*DOCUMENTO:*
────────
Boris Johnson, recién electo primer ministro del Reino Unido, centró su campaña en un dilema que no admite duda, un slogan simple y eficaz: “do or die”. Entre hacer y morir la elección es relativamente sencilla. Y es aplastante porque entre el hacer y el morir se negocia el nacionalismo, la identidad y los intereses de millones de personas en el Reino Unido (RU) y en la Unión Europea (UE). Boris Johnson ha prometido sacar al RU de la UE cueste lo que cueste y renegociar la frontera irlandesa, ahora de magnitud europea.
“Do or die” estimula una reacción instintiva, una pulsión de sobrevivencia, una alerta en la que el deber es hacer, aunque signifique salir de la UE sin un acuerdo. La exasperación de los británicos es poderosa, y pueden apoyar una salida abrupta creyendo que allí se acaba el problema. La separación del bloque europeo y el anhelo de volver a los años anteriores al Tratado de Mastricht definirán las acciones del nuevo primer ministro. El drama que lleva tres años en cartelera logrando mantener al público amedrentado está por terminar –o eso creen los inocentes.
El primer ministro hereda un problema que él mismo creó, primero como enviado del Daily Telegraph a Bruselas, y luego durante la campaña a favor del Brexit. Parte del electorado lamenta haber creído la mentira, pero el exalcalde de Londres la propaló activamente inclinando la balanza a favor de la salida de la UE. Boris caló el viento y así decidió encaramarse en el Brexit Bus en compañía de Nigel Farage, que entonces lideraba Ukip, el partido que ahora como Brexit Party reúne a los elementos más conservadores, aglutinados en torno al rechazo a la inmigración.
────────
*CONSIGNA:* Duplica de forma íntegra y literal el texto sobre Boris Johnson y el Brexit. Las líneas no tienen ningún papel en esto.

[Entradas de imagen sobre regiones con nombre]
────────
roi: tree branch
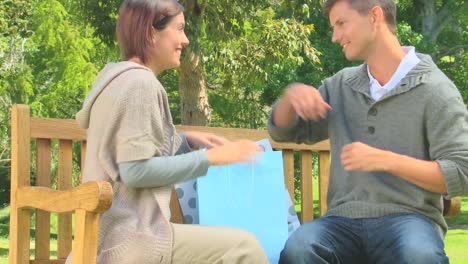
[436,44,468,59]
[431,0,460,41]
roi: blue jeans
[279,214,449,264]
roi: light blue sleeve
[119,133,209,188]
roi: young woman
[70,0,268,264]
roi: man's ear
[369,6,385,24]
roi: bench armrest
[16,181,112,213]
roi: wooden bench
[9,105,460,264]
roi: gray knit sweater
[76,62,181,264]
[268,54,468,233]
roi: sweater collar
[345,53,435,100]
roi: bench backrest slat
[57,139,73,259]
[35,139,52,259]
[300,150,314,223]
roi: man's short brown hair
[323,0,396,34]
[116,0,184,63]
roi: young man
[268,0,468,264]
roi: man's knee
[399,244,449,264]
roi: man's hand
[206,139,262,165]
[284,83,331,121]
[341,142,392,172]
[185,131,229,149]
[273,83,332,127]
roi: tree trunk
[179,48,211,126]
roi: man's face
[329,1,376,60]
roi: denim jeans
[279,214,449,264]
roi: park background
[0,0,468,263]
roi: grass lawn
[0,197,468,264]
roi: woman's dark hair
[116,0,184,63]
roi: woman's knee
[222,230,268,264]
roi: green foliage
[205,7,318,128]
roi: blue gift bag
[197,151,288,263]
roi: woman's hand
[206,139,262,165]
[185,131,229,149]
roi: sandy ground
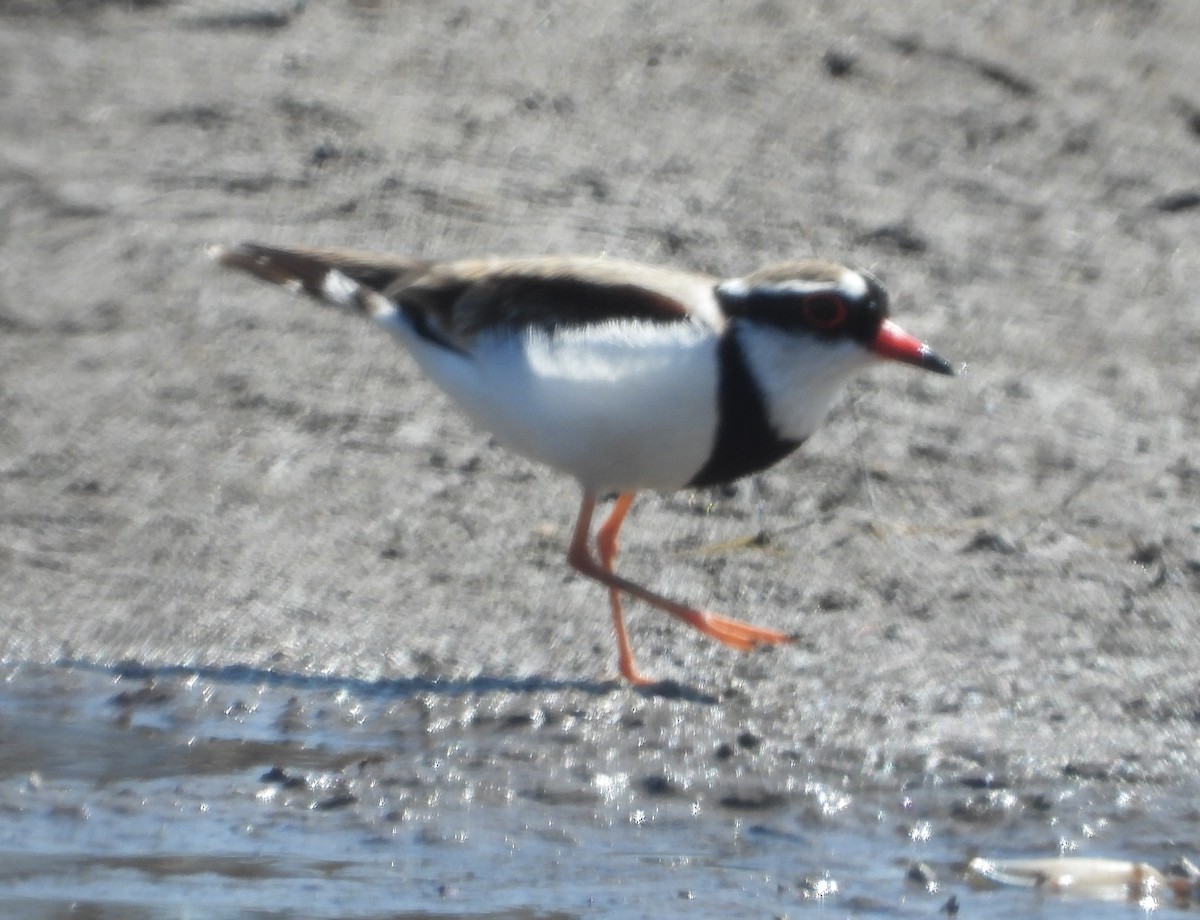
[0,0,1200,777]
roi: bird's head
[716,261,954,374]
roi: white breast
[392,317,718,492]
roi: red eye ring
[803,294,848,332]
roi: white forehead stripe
────────
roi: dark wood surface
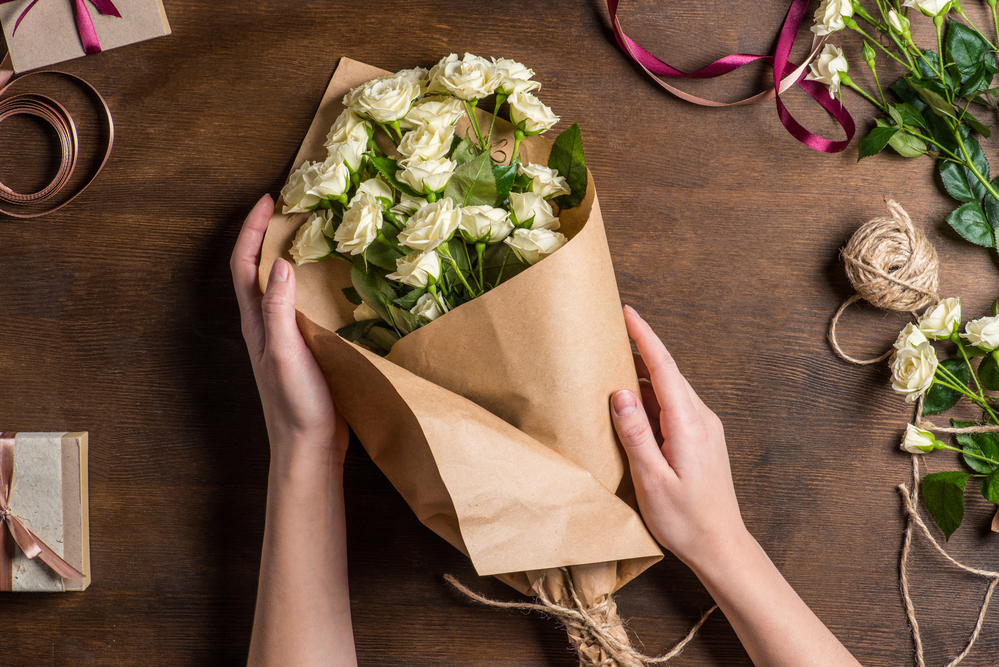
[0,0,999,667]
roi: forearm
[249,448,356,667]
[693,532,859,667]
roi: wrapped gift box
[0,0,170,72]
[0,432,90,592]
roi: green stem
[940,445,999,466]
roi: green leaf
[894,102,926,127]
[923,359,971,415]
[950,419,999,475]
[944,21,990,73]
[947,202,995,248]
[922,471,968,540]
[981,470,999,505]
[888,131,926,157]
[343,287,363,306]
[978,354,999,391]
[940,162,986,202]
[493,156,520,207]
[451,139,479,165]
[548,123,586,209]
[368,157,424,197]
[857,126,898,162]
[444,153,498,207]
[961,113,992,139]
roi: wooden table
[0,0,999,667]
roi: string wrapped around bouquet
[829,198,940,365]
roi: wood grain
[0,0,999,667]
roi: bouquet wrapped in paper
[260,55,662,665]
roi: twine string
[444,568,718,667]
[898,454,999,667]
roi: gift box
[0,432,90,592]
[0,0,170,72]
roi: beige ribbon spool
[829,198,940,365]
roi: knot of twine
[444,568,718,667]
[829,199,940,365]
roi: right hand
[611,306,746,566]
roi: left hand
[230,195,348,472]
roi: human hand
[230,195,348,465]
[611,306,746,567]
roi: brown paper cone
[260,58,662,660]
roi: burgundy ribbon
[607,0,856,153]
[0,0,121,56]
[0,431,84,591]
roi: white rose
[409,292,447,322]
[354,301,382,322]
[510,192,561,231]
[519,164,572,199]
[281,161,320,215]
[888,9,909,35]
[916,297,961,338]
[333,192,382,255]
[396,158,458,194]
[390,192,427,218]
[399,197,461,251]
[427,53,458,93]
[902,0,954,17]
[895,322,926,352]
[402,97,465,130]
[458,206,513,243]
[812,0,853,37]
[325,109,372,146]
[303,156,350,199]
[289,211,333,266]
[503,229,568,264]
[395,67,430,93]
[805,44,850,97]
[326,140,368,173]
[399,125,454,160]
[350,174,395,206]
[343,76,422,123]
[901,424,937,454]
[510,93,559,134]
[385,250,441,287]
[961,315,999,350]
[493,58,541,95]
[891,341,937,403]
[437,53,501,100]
────────
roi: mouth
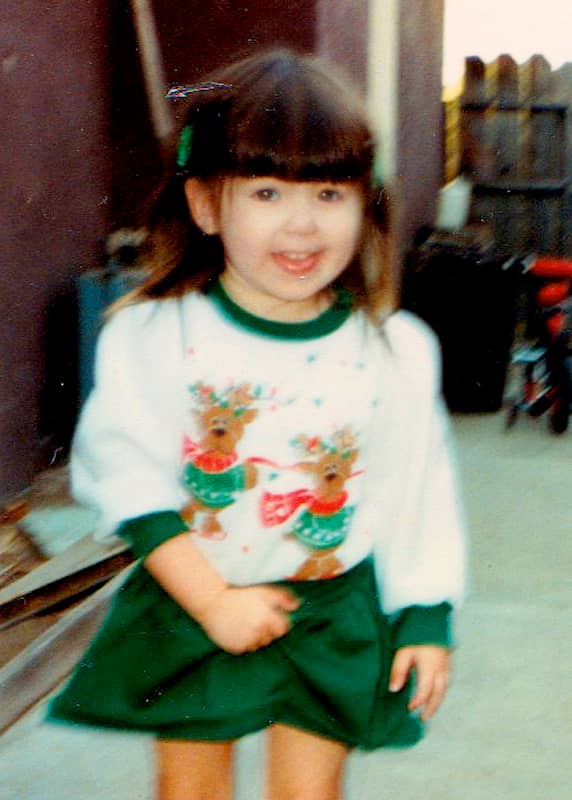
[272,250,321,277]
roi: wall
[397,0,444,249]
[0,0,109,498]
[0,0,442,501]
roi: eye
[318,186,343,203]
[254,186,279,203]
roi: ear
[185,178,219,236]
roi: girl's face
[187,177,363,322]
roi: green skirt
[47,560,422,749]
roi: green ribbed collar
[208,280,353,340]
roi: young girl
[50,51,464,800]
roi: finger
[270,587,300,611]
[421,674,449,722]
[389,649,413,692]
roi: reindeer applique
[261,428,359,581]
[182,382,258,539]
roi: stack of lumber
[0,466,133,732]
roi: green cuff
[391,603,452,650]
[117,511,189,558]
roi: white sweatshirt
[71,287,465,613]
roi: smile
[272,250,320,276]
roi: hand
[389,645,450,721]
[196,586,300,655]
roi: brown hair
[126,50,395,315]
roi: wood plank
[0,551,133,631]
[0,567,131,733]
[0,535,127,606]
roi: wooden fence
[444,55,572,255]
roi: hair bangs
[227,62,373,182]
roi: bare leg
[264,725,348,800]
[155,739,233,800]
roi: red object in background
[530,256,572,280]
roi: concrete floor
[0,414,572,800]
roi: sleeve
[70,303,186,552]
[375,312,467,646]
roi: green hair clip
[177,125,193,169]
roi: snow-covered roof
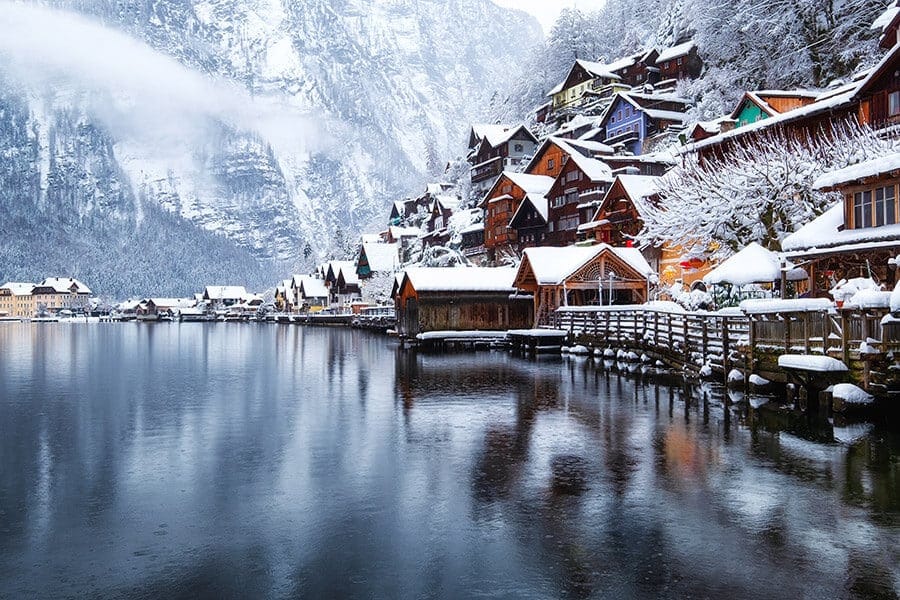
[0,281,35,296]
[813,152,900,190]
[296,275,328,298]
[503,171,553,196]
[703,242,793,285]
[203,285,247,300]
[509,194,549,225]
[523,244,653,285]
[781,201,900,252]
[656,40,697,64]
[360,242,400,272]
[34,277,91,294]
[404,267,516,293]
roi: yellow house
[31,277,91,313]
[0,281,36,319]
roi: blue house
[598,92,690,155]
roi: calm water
────────
*SOLUCIÓN:*
Boris Johnson, recién electo primer ministro del Reino Unido, centró su campaña en un dilema que no admite duda, un slogan simple y eficaz: “do or die”. Entre hacer y morir la elección es relativamente sencilla. Y es aplastante porque entre el hacer y el morir se negocia el nacionalismo, la identidad y los intereses de millones de personas en el Reino Unido (RU) y en la Unión Europea (UE). Boris Johnson ha prometido sacar al RU de la UE cueste lo que cueste y renegociar la frontera irlandesa, ahora de magnitud europea.
“Do or die” estimula una reacción instintiva, una pulsión de sobrevivencia, una alerta en la que el deber es hacer, aunque signifique salir de la UE sin un acuerdo. La exasperación de los británicos es poderosa, y pueden apoyar una salida abrupta creyendo que allí se acaba el problema. La separación del bloque europeo y el anhelo de volver a los años anteriores al Tratado de Mastricht definirán las acciones del nuevo primer ministro. El drama que lleva tres años en cartelera logrando mantener al público amedrentado está por terminar –o eso creen los inocentes.
El primer ministro hereda un problema que él mismo creó, primero como enviado del Daily Telegraph a Bruselas, y luego durante la campaña a favor del Brexit. Parte del electorado lamenta haber creído la mentira, pero el exalcalde de Londres la propaló activamente inclinando la balanza a favor de la salida de la UE. Boris caló el viento y así decidió encaramarse en el Brexit Bus en compañía de Nigel Farage, que entonces lideraba Ukip, el partido que ahora como Brexit Party reúne a los elementos más conservadores, aglutinados en torno al rechazo a la inmigración.